**SELECTED PASSAGE:**

Well, now, you add this up to what I just told you. An OT has horse-power, doesn't he? Hm? That would be an emanating horsepower, wouldn't it? See? See, it's out. Right?
Audience: Yes.
Well, the trick is this. The bulk of the people you process will simply sit there with the characteristics of the weakest valence and process the weakest valence. And they don't get processed at all!
And the reason they do not suddenly come up the line and develop tremendous horsepower all over the place, is a very simple reason — is because they just go on being this weakest valence. Got it?
Audience: Mm-hm.
Of course, the weakest valence doesn't have any horsepower! That's what's the matter with it! The more you outflow, the more it inflows. It's a short circuit.
Now, when a person takes over a valence, they take over a package of characteristics. It's a package of characteristics.
Take over Grandma's valence. All right. Grandma did not like oatmeal. Grandma could paint a little bit. Grandma detested oil fumes. Grandma was hypercritical of young girls. Got the idea?

**TO-DO LIST:**
a: According to the lecture transcript, what does a person take over when they take over a valence?
b: Rewrite the lecture transcript from "Well, now, you" up to and including "processed at all!", changing "trick" to "catch".

**RECORDED DATA:**

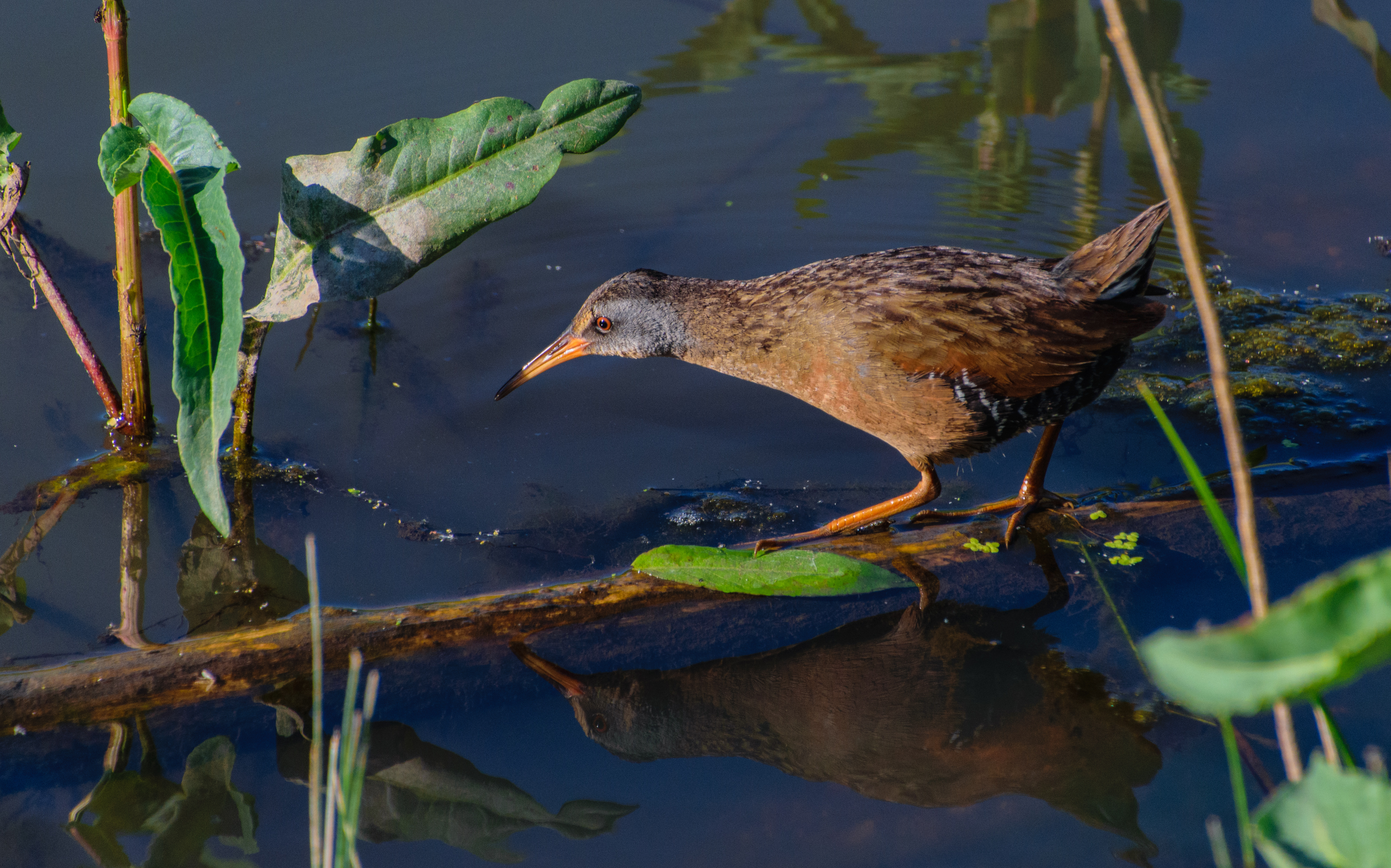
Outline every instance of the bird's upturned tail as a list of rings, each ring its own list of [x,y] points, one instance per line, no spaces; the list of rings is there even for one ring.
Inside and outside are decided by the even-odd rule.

**SOLUTION SET:**
a: A package of characteristics.

b:
Well, now, you add this up to what I just told you. An OT has horse-power, doesn't he? Hm? That would be an emanating horsepower, wouldn't it? See? See, it's out. Right?
Audience: Yes.
Well, the catch is this. The bulk of the people you process will simply sit there with the characteristics of the weakest valence and process the weakest valence. And they don't get processed at all!